*DATASET*
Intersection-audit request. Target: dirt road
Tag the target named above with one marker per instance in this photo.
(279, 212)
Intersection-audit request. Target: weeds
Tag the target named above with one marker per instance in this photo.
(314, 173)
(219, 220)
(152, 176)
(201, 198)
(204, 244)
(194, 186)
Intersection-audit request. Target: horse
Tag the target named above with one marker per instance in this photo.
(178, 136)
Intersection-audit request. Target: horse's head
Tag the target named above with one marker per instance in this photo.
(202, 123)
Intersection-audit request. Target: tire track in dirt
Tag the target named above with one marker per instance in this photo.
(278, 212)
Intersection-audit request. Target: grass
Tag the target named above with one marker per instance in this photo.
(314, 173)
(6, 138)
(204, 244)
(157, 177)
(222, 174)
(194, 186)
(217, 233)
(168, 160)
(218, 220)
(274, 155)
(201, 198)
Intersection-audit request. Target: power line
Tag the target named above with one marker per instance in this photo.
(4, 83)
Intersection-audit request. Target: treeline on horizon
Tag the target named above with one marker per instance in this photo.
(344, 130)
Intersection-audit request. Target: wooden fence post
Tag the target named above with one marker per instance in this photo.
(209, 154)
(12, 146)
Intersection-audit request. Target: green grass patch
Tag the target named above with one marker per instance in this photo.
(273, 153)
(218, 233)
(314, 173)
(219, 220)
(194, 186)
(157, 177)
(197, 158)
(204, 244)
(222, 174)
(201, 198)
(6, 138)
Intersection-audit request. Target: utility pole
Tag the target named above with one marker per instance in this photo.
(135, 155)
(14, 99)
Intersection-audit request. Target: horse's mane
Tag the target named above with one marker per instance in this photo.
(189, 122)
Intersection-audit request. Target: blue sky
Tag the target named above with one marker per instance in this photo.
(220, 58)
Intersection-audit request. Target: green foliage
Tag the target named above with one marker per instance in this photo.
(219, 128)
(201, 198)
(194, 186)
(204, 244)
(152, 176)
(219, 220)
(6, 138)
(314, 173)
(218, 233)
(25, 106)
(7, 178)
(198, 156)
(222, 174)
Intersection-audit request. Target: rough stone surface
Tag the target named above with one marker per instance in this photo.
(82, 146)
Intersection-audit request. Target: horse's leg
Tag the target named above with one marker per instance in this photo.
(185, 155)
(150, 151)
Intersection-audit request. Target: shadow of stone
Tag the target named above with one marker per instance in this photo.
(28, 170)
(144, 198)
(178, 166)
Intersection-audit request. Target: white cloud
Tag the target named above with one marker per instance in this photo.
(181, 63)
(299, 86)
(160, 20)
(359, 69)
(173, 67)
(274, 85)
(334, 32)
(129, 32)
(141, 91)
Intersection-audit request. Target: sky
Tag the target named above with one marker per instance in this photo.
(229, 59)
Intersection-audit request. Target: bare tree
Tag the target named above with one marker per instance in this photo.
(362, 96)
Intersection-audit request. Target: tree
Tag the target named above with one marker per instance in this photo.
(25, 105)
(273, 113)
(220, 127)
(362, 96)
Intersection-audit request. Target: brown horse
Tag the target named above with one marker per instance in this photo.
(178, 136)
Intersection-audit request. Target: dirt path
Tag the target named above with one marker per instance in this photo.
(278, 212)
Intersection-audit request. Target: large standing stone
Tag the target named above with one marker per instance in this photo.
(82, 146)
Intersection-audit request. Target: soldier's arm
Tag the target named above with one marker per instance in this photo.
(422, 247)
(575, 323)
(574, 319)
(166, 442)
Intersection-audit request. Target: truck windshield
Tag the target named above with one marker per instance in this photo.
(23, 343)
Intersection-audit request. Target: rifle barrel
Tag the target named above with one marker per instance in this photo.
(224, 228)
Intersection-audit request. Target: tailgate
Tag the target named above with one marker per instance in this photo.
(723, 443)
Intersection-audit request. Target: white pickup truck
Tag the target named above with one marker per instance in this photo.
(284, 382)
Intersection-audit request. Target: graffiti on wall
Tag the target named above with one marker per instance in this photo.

*WHAT THE TASK ASKS*
Reproduce the lines of the listing from the one containing "Intersection-audit request. Target: rifle" through the end of the listing, inclusive, keeping the request lines unchanged and shifting every coordinate in the marker points by -55. Give only those lines.

*RESULT FOR THIS EXERCISE*
Intersection-audit request. Target: rifle barrel
Tag the target named above with one marker per instance in this photo.
(169, 173)
Intersection-audit request. Target: tailgate
Tag the target named above with one marker per instance in this photo.
(668, 388)
Intersection-audit request. Target: white pickup truck
Tag the target named above with one marker per instance in this photo.
(229, 327)
Intersection-audit request. Target: graffiti on wall
Tag the target named above with one marker per instance in this photo.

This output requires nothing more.